• **TASK TO CARRY OUT**:
Each record below should be output verbatim, without pictures.
[start INPUT DATA]
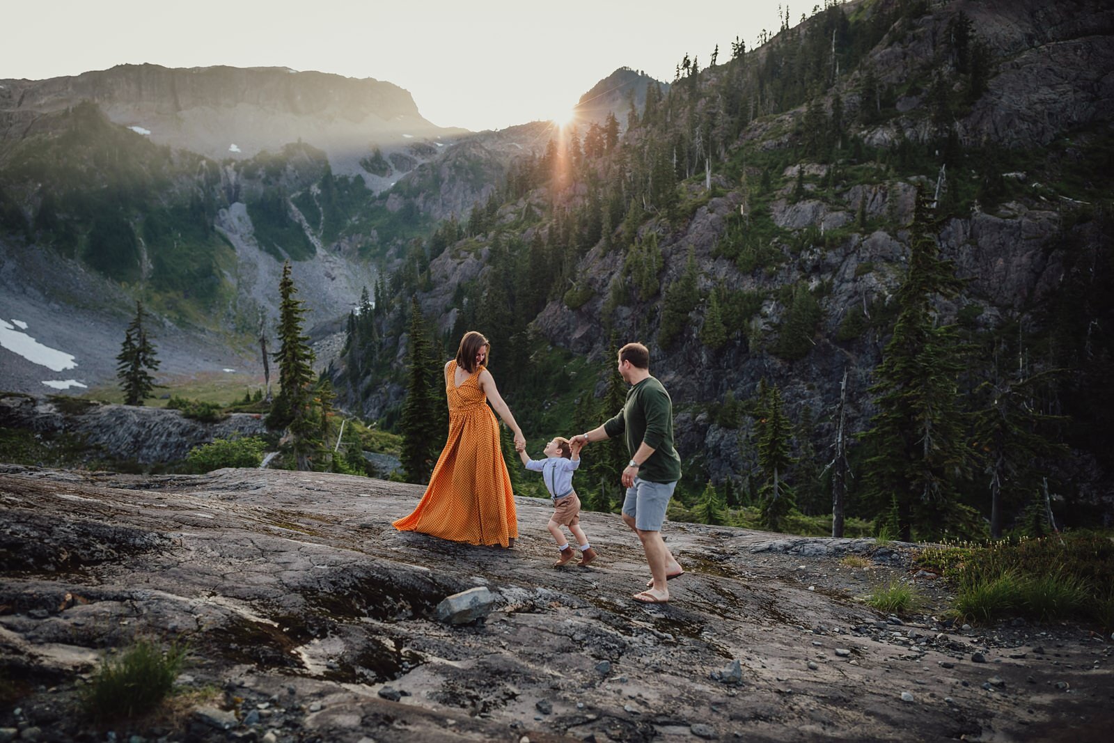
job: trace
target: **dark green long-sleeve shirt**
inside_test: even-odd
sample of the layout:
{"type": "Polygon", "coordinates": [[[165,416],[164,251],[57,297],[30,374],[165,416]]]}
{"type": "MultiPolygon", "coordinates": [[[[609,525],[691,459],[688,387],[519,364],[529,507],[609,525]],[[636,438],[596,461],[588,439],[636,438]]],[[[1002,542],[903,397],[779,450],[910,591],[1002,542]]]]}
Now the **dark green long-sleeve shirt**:
{"type": "Polygon", "coordinates": [[[649,482],[681,479],[681,457],[673,448],[673,400],[654,377],[627,390],[623,410],[604,423],[604,431],[608,438],[624,434],[632,457],[643,441],[654,448],[654,453],[638,469],[641,479],[649,482]]]}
[end INPUT DATA]
• **THE SOLUTION**:
job: trace
target: **dark green long-sleeve shirt**
inside_test: even-odd
sample of the layout:
{"type": "Polygon", "coordinates": [[[165,416],[164,251],[57,297],[30,374],[165,416]]]}
{"type": "MultiPolygon", "coordinates": [[[[609,525],[691,459],[688,387],[519,364],[529,507],[609,525]],[[636,438],[596,461],[588,439],[636,438]]],[[[1002,542],[903,397],[779,450],[910,591],[1002,542]]]]}
Now the **dark green long-sleeve shirt**:
{"type": "Polygon", "coordinates": [[[649,482],[681,479],[681,457],[673,448],[673,400],[654,377],[627,390],[623,410],[604,423],[604,431],[608,438],[624,434],[632,457],[643,441],[654,448],[654,453],[638,469],[641,479],[649,482]]]}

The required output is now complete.